### Supplied passage
________________
Clinical development relies on outdated or insufficiently developed correlates of protection that may not provide a good surrogate for efficacy and may be inappropriate for newer vaccine technologies (e.g., live attenuated). Controlled infection challenge studies can indicate efficacy faster and with a smaller number of subjects than conventional Phase 3 studies. However, most challenge trials rely on egg-derived challenge strains that barely mimic natural infection and require an artificially high dose to induce symptoms.
There is a clear need to develop a novel influenza vaccine that is effective against all circulating and emerging influenza virus strains, including all drifted and shifted influenza type A viruses and type B lineage viruses – a universal influenza vaccine. There is also an urgent need to overcome production drawbacks and reduce the costs and duration of clinical development.
Our FLUniversal consortium aims to develop DeltaFLU as a universal influenza vaccine that protects against all influenza virus strains. DeltaFLU consists of genetically attenuated, replication-deficient live influenza vaccine strains lacking the gene for NS1, an interferon antagonist. Universal protection will be achieved using the immune-stimulating properties of DeltaFLU strains in a prime-boost immunisation regimen to direct the immune responses to conserved regions of the virus. Intranasal application of the vaccine takes advantage of the cross-neutralising properties of mucosal IgA antibodies, which have the potential to protect directly in the nasal passages and prevent the transmission of infectious influenza viruses. The durability of protection is possible due to the interferon-inducing properties of DeltaFLU strains and the induction of memory T cells and memory B cells, as described below. DeltaFLU is produced in a highly efficient Vero-cell system with a proprietary purification method. We will develop and produce different vaccine strains and test various prime-boost combinations. Based on their efficacy in preclinical experiments, the most promising strains and prime-boost combinations will be selected for subsequent production and clinical trials.
________________
### Given information
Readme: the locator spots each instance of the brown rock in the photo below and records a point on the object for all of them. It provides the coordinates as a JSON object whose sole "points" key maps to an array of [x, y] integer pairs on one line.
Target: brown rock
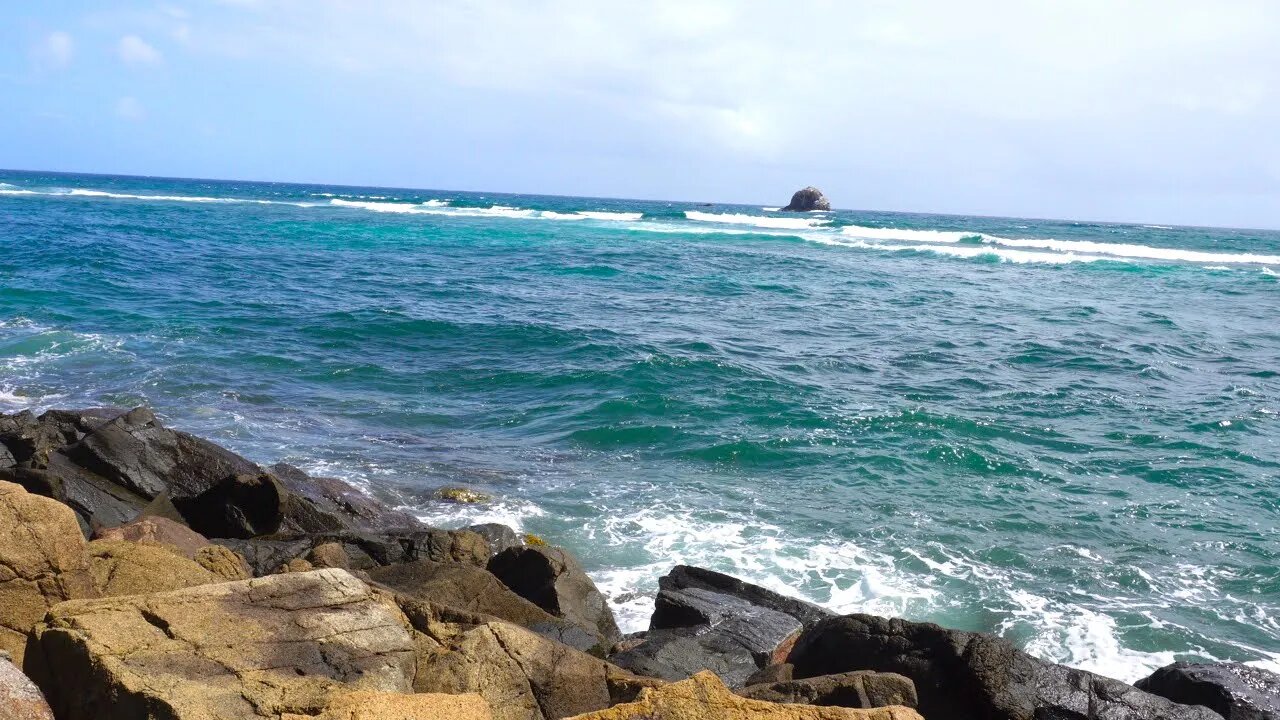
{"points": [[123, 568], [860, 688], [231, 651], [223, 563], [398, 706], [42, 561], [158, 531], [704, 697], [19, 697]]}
________________
### Questions to answer
(1) In the influenza vaccine text, rewrite the paragraph beginning "Clinical development relies on outdated" as a short bulleted list that keeps its main facts.
(2) According to the influenza vaccine text, which gene is missing from DeltaFLU vaccine strains?
(3) Continue the influenza vaccine text from where it stops.

### Written answers
(1)
- Clinical development depends on outdated or underdeveloped correlates of protection. These may be poor surrogates for efficacy and may not suit newer vaccine technologies such as live attenuated vaccines.
- Controlled infection challenge studies can show efficacy faster and with fewer subjects than conventional Phase 3 studies.
- Most challenge trials use egg-derived challenge strains. These barely mimic natural infection and need an artificially high dose to cause symptoms.

(2) DeltaFLU strains lack the gene for NS1, an interferon antagonist.

(3)
To accelerate the clinical development of influenza vaccine candidates in general, FLUniversal will develop a controlled human infection clinical challenge model. This model will use an influenza challenge strain produced in the Verocell system, which closely resembles a circulating wild-type strain and mimics natural infection.
The project will provide innovative, expedited methods for clinical evaluation of vaccine candidates; new open-access knowledge of molecular and immunological mechanisms of protection; and improved, evidence-based correlates of protection for the development and regulatory evaluation of influenza vaccine candidates; and thus provide substantial, near-term benefits for the entire EU population and worldwide. Both female and male subjects will be included in the clinical trials, and -where possible – gender analysis will be included. Moreover, the project can help governments and healthcare providers tackle the problem of influenza, reduce the annual burden of this disease, and raise preparedness and resilience for the next pandemic. The FLUniversal consortium has the requisite expertise, tools, and methods available in world-leading organizations for achieving this ambitious goal.